§ WORK INSTRUCTIONS
Write out the entire listing below exactly as it appears, minus any pictures.

<<<<

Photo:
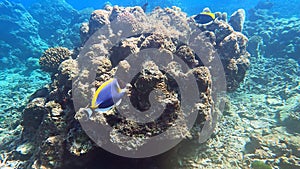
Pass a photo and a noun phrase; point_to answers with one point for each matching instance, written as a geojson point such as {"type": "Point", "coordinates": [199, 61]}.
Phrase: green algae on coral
{"type": "Point", "coordinates": [260, 165]}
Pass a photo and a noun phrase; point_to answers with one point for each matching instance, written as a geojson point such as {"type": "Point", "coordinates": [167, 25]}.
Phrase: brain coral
{"type": "Point", "coordinates": [53, 57]}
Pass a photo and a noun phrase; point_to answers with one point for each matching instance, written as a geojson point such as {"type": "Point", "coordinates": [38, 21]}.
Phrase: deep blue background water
{"type": "Point", "coordinates": [286, 8]}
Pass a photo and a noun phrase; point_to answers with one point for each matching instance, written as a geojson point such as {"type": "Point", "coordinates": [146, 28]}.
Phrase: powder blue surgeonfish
{"type": "Point", "coordinates": [107, 96]}
{"type": "Point", "coordinates": [204, 17]}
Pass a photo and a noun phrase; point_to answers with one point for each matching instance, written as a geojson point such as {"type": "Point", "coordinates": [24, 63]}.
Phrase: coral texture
{"type": "Point", "coordinates": [53, 57]}
{"type": "Point", "coordinates": [114, 42]}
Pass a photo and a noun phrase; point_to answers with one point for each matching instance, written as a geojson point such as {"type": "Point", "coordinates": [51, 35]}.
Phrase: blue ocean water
{"type": "Point", "coordinates": [259, 124]}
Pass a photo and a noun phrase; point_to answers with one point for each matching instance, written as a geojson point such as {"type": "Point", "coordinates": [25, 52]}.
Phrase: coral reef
{"type": "Point", "coordinates": [53, 57]}
{"type": "Point", "coordinates": [113, 44]}
{"type": "Point", "coordinates": [237, 20]}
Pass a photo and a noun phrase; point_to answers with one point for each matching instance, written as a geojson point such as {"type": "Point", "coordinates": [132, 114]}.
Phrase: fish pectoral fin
{"type": "Point", "coordinates": [103, 110]}
{"type": "Point", "coordinates": [118, 102]}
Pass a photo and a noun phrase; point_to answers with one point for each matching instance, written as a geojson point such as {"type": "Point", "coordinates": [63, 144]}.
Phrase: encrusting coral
{"type": "Point", "coordinates": [53, 57]}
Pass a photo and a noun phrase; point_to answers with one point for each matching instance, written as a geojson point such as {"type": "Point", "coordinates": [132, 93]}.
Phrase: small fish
{"type": "Point", "coordinates": [204, 17]}
{"type": "Point", "coordinates": [107, 96]}
{"type": "Point", "coordinates": [144, 7]}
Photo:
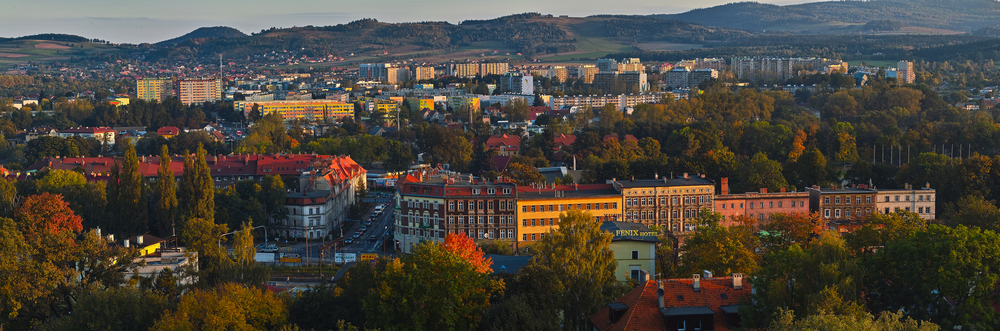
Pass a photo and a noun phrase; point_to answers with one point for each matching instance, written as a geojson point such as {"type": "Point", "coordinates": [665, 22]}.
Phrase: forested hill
{"type": "Point", "coordinates": [207, 32]}
{"type": "Point", "coordinates": [958, 15]}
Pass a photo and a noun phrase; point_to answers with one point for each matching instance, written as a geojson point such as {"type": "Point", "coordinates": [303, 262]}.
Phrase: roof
{"type": "Point", "coordinates": [643, 309]}
{"type": "Point", "coordinates": [679, 181]}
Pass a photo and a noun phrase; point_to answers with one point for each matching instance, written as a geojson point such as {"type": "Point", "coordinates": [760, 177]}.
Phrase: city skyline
{"type": "Point", "coordinates": [150, 22]}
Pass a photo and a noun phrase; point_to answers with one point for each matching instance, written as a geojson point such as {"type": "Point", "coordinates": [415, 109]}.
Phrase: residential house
{"type": "Point", "coordinates": [697, 303]}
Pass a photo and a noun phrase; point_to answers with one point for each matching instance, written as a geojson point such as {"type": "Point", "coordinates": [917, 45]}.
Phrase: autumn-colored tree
{"type": "Point", "coordinates": [166, 195]}
{"type": "Point", "coordinates": [720, 249]}
{"type": "Point", "coordinates": [430, 289]}
{"type": "Point", "coordinates": [465, 247]}
{"type": "Point", "coordinates": [572, 271]}
{"type": "Point", "coordinates": [227, 307]}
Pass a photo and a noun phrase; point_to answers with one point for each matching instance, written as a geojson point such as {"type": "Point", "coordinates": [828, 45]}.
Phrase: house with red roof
{"type": "Point", "coordinates": [168, 131]}
{"type": "Point", "coordinates": [702, 302]}
{"type": "Point", "coordinates": [103, 134]}
{"type": "Point", "coordinates": [504, 144]}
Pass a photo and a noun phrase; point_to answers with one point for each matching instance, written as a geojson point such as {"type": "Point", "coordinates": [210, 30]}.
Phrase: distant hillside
{"type": "Point", "coordinates": [529, 34]}
{"type": "Point", "coordinates": [959, 15]}
{"type": "Point", "coordinates": [218, 32]}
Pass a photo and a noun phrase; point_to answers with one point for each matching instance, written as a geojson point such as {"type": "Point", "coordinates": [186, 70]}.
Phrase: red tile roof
{"type": "Point", "coordinates": [644, 313]}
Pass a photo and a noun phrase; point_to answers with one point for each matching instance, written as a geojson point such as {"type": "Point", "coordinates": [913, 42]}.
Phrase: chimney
{"type": "Point", "coordinates": [659, 295]}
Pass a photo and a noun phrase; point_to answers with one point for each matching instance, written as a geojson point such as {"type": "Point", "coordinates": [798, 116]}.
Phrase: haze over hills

>>>>

§ PROBLEM SOLUTION
Photo:
Pass a photo and a noun phrase; point_to answers with one point for each matching instance, written as a geojson point such as {"type": "Point", "coordinates": [199, 61]}.
Phrase: green algae on coral
{"type": "Point", "coordinates": [260, 165]}
Pass a photo and a noun phrase; point_to answers with one point for each matching instance, written as a geojson point such as {"type": "Point", "coordinates": [167, 25]}.
Phrase: brain coral
{"type": "Point", "coordinates": [53, 57]}
Pass a photo and a noun phrase; point_to answers with one point for each matching instance, written as a geojson point such as {"type": "Point", "coordinates": [38, 21]}.
Phrase: deep blue background water
{"type": "Point", "coordinates": [286, 8]}
Pass a photo and a noun phrase; point_to answers with one point for each matching instance, written as a geojson point such as {"type": "Point", "coordinates": [146, 28]}.
Phrase: powder blue surgeonfish
{"type": "Point", "coordinates": [107, 96]}
{"type": "Point", "coordinates": [204, 17]}
Pass a photo and a noun phrase; point_to answers with one point for each matching instance, written as a geojson point such as {"type": "Point", "coordinates": [24, 63]}.
Phrase: coral texture
{"type": "Point", "coordinates": [53, 57]}
{"type": "Point", "coordinates": [114, 42]}
Pass a photo and a noun phrase; point_to answers with one point for each matching instance, written as a geojson point such as {"type": "Point", "coordinates": [51, 35]}.
Phrase: blue ocean water
{"type": "Point", "coordinates": [259, 124]}
Pass a photo and a noun phrase; point_to answers with one point for each matching instance, written as a geojson point such as {"type": "Point", "coordinates": [25, 52]}.
Phrase: coral reef
{"type": "Point", "coordinates": [53, 57]}
{"type": "Point", "coordinates": [113, 44]}
{"type": "Point", "coordinates": [237, 20]}
Pass a photo and a noun phrase; point_to answers with one point for each matching instance, written as a geojson point such as {"type": "Point", "coordinates": [132, 114]}.
Phrase: fish pectoral fin
{"type": "Point", "coordinates": [103, 110]}
{"type": "Point", "coordinates": [118, 102]}
Pass a photo and a noun phrase; point_to answers with one point for each matching instance, written as a geojson point such as {"type": "Point", "coordinates": [63, 144]}.
Phrase: encrusting coral
{"type": "Point", "coordinates": [53, 57]}
Pass a photo and a noun phrase; point_to answers with one point for each matching instance, written as a geojson point such as {"type": "Point", "coordinates": [132, 93]}.
Phrase: small fish
{"type": "Point", "coordinates": [204, 17]}
{"type": "Point", "coordinates": [107, 96]}
{"type": "Point", "coordinates": [144, 7]}
Photo:
Pass a photo and a noun phrase; point_to answers with one point for each matching instance, written as a geojson point such as {"type": "Point", "coordinates": [665, 22]}.
Phrase: forested hill
{"type": "Point", "coordinates": [207, 32]}
{"type": "Point", "coordinates": [958, 15]}
Pass a photo and a noun phrase; point_to answers with one point for each matching instance, written as a geojson point such as {"type": "Point", "coordinates": [303, 262]}.
Phrase: roof
{"type": "Point", "coordinates": [643, 309]}
{"type": "Point", "coordinates": [679, 181]}
Pass a photo and a noun phrase; point_to answers with one point for each matching instance, written as a geojson point such as {"type": "Point", "coordinates": [760, 177]}.
Phrase: city skyline
{"type": "Point", "coordinates": [150, 22]}
Pass a photo and a noun phrase; point_to answers with one point for each matching instance, written as a geojson point such as {"type": "Point", "coordinates": [415, 109]}.
Phrase: residential house
{"type": "Point", "coordinates": [697, 303]}
Pass a photo and a noun phrase; point_to answers with one point for each matching instance, written as a geojson point such as {"type": "Point", "coordinates": [917, 45]}.
Phrase: autumn-colored tree
{"type": "Point", "coordinates": [166, 195]}
{"type": "Point", "coordinates": [720, 249]}
{"type": "Point", "coordinates": [430, 289]}
{"type": "Point", "coordinates": [465, 247]}
{"type": "Point", "coordinates": [572, 271]}
{"type": "Point", "coordinates": [227, 307]}
Pass a photo and a noun phrase; point_to answers with one point for each matching instance, written as a geojson point such as {"type": "Point", "coordinates": [828, 45]}.
Phrase: house with red roof
{"type": "Point", "coordinates": [168, 131]}
{"type": "Point", "coordinates": [702, 302]}
{"type": "Point", "coordinates": [103, 134]}
{"type": "Point", "coordinates": [504, 144]}
Pass a photo and a noun phrase; point_to answers with one point for each matching instance, written as a geojson point such as {"type": "Point", "coordinates": [210, 30]}.
Phrase: distant hillside
{"type": "Point", "coordinates": [529, 34]}
{"type": "Point", "coordinates": [959, 15]}
{"type": "Point", "coordinates": [218, 32]}
Pass a photo and a noun phrase; point_to answers with one point for each matching instance, written as a geojson point such as {"type": "Point", "coordinates": [186, 70]}.
Phrase: red tile roof
{"type": "Point", "coordinates": [644, 313]}
Pass a photo and a noun phrase; point_to answers with one point for each matching instance, written as a geojson point such as {"type": "Point", "coordinates": [913, 42]}.
Phrase: chimney
{"type": "Point", "coordinates": [659, 295]}
Pass a photo and a noun phrase; point_to answers with one point for each matching instance, written as a geojson point such as {"type": "Point", "coordinates": [798, 116]}.
Phrase: haze over hills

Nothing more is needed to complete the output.